TEXT →
BEGIN

Skepsis
- Founded: 1987
- Type: Scientific non-profit organization
- Focus: Skepticism, public understanding of science
- Location: Helsinki, Finland;
- Method: Education, outreach, and advocacy
- Members: 1,800
- Chair: Otto Mäkelä
- Website: skepsis.fi

= Skepsis ry =

Finnish skeptical organization

Skepsis is a scientific skepticism organization of Finland founded in 1987.

== Purpose ==
Its mission is to promote objective, impartial and critical investigation of paranormal claims and pseudoscience. Skepsis organizes public lectures and publishes articles and books related to skepticism, including a quarterly magazine Skeptikko. Skepsis works in collaboration with other scientific skepticism organizations and is a member of the European Council of Skeptical Organisations (ECSO). Skepsis is known for its annual Huuhaa ("humbug") Prize which is awarded to a person or an organization that has diligently promoted pseudo- or fringe science, and for its Socrates Prize which is awarded for work promoting Socratic, rational thinking. Skepsis also offers a prize of €10,000, sponsored by the astronomer Hannu Karttunen and the magician Iiro Seppänen, to anybody in Finland who can produce paranormal phenomena under satisfactory observing conditions. The same sum is also offered as an ET scholarship to anyone who can prove that she/he/it is an extraterrestrial by providing a DNA (or equivalent) sample for investigation.

END

EXERCISE PROMPT → What quarterly magazine does Skepsis publish, according to the Skepsis text? The listing has no connection to the Skepsis text.

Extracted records

BEGIN

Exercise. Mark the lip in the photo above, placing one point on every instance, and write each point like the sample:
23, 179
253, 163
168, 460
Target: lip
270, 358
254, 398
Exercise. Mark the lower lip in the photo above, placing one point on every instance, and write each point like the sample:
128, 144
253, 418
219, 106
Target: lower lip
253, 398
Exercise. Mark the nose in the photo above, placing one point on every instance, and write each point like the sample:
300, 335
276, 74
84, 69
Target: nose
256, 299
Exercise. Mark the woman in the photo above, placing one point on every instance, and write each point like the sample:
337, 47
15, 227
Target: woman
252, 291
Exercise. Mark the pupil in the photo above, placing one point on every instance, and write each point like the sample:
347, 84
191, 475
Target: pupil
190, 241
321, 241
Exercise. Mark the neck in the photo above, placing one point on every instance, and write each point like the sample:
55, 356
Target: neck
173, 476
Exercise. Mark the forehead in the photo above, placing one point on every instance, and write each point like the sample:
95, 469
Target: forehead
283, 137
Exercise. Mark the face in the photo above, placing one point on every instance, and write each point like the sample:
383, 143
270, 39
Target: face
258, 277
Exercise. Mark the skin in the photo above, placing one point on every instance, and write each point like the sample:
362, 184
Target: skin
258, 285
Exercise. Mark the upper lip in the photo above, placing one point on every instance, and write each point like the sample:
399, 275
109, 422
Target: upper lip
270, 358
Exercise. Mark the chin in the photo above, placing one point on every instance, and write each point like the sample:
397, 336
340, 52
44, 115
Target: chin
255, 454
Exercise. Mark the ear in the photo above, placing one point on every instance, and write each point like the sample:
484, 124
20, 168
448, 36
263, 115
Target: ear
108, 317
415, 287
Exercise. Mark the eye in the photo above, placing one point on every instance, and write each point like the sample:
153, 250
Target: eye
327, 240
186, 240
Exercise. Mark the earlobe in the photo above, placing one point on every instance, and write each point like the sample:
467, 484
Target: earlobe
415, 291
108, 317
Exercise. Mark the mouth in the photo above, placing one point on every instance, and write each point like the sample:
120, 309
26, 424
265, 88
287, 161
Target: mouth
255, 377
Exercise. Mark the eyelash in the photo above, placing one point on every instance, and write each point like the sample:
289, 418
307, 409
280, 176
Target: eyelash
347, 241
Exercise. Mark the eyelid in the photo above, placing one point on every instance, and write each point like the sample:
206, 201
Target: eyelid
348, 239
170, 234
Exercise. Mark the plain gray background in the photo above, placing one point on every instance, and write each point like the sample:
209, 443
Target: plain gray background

END

RESPONSE AREA → Skeptikko